# Ipad et iWork : travailler hors connexion.



## iMln (27 Septembre 2015)

Bonjour, 
propriétaire d'un macbook pro depuis quelques années je pense prochainement acheter un ipad (Air 2 voire Pro...) afin de pouvoir modifier mes fichiers Numbers, Keynote, etc pendant mes déplacements sans avoir à trimbaler mon ordinateur.

Ma question est la suivante: quel est le meilleur moyen pour transférer mes fichiers de mon macbook pro vers mon ipad et inversement?
Est on obligé d'avoir un accès internet vers un cloud ou un drive pour pouvoir enregistrer depuis ipad un fichier iWork? Ou est il possible d'enregistrer le fichier directement sur la mémoire interne de l'ipad puis ensuite de le transférer vers le macbook via internet (quand on a enfin accès à un réseau) ou via clé usb?

En vous remerciant de vos conseils,


----------



## Gwen (28 Septembre 2015)

Le plus simple est de mettre ses fichiers sur iCloud, comme ça transfère d'un appareil à l'autre sans aucun souci. 

Si aucune connexion n’est active, l'iPad attendra que le WIFI soit disponible.

Par contre, il faut bien penser au temps de propagation entre les postes et surtout ne pas oublier de charger les fichiers nécessaires avant de partir.

Je fais tout comme ça et je n'ai pas de soucis particuliers.

Dans tous les cas, un simple transfert via iTunes fonctionne aussi et le fichier peut ensuite être transféré via iCloud.


----------

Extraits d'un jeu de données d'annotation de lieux
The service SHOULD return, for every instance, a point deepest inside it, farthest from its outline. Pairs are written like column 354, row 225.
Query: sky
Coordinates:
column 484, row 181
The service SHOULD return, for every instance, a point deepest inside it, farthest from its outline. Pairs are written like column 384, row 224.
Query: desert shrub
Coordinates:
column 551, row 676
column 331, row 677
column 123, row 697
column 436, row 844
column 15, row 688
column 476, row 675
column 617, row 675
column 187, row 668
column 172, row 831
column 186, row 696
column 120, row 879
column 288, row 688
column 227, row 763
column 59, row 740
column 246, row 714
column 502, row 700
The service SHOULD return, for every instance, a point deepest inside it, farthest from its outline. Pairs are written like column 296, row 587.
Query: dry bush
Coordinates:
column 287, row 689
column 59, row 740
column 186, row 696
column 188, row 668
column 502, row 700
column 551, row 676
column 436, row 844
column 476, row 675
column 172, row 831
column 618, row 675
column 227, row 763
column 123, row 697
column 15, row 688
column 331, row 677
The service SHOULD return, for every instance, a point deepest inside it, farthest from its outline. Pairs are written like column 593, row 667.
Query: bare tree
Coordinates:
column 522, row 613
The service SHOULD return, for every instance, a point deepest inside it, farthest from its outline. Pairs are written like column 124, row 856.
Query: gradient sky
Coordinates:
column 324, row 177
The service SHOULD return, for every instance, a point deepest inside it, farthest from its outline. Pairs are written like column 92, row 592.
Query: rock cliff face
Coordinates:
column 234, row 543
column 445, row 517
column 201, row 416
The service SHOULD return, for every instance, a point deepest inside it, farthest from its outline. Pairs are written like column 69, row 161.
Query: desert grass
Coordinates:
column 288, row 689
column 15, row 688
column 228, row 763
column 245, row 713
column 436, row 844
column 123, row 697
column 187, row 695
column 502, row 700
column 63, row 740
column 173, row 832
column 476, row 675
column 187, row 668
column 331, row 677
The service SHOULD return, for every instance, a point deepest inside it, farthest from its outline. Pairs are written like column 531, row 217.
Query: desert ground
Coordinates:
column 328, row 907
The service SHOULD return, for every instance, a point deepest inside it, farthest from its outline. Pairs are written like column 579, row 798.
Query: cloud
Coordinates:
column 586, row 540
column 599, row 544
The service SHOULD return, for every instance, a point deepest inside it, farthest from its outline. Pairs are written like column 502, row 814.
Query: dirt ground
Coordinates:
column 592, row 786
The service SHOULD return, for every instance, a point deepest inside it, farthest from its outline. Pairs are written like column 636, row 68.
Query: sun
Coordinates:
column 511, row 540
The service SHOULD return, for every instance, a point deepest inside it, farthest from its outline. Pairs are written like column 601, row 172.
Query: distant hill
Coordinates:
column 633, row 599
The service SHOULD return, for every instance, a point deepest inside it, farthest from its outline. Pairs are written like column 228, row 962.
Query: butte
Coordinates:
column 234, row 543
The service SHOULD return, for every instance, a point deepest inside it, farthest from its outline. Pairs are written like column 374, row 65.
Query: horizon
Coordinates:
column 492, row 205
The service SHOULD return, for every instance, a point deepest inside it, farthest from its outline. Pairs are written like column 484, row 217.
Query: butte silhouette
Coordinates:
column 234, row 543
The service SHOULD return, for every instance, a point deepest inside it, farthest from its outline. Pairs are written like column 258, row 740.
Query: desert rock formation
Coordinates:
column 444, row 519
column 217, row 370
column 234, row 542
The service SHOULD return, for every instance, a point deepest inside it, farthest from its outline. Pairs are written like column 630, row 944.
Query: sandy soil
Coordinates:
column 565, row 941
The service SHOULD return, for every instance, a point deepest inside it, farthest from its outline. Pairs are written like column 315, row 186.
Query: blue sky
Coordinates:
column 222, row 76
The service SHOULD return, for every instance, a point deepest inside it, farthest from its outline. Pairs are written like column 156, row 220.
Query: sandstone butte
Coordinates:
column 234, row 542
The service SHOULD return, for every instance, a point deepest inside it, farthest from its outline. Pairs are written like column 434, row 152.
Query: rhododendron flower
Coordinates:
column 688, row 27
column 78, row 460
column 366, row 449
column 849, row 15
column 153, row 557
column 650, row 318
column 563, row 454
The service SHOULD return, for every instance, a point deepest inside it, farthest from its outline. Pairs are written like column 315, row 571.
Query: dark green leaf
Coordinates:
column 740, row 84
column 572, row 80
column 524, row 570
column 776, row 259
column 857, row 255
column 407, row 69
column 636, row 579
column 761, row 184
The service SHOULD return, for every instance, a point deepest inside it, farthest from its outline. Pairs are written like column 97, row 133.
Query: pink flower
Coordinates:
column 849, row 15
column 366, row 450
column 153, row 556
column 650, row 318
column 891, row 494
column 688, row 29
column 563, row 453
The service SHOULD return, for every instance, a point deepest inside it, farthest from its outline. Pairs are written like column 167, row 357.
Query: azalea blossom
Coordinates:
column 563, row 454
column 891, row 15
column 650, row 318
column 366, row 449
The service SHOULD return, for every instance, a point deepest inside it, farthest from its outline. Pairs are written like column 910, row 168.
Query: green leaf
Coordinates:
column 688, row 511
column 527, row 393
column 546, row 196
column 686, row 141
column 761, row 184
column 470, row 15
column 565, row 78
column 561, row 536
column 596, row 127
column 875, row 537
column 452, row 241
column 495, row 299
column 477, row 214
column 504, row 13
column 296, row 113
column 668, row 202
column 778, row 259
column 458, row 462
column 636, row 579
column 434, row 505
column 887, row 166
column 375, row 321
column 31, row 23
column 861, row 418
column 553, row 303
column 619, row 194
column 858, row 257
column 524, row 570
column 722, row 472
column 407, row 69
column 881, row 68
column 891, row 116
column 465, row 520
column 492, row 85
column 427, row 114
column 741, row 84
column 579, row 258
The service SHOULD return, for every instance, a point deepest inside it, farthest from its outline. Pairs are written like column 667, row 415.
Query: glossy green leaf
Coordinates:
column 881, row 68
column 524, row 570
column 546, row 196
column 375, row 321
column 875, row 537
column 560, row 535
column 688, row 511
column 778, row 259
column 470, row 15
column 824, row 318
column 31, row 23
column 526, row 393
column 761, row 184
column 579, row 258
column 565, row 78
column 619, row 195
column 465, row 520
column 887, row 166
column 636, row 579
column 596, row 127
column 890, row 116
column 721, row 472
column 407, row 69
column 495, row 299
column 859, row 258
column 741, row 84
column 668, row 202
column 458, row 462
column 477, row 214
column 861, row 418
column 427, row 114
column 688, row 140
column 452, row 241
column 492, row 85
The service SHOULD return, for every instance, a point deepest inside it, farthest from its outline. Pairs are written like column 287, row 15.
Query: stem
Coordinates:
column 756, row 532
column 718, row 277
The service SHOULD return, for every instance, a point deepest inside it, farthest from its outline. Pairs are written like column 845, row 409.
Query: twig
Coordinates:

--- Consignes ---
1. Relevez dans la discussion sur l'iPad et iWork tous les noms de produits qui commencent par la lettre « i ».
2. Répondez à ces questions sur la discussion sur l'iPad et iWork :
(a) Quelle date porte le message de Gwen ?
(b) Quels modèles d'iPad le premier message envisage-t-il d'acheter ?
(c) Selon Gwen, que fait l'iPad si aucune connexion n'est active ?
Les lignes ne sont pas nécessaires ici.

--- Corrigé ---
1. iPad, iWork, iCloud, iTunes

2.
(a) Le 28 septembre 2015.
(b) L'Air 2, voire le Pro.
(c) Il attend que le WIFI soit disponible.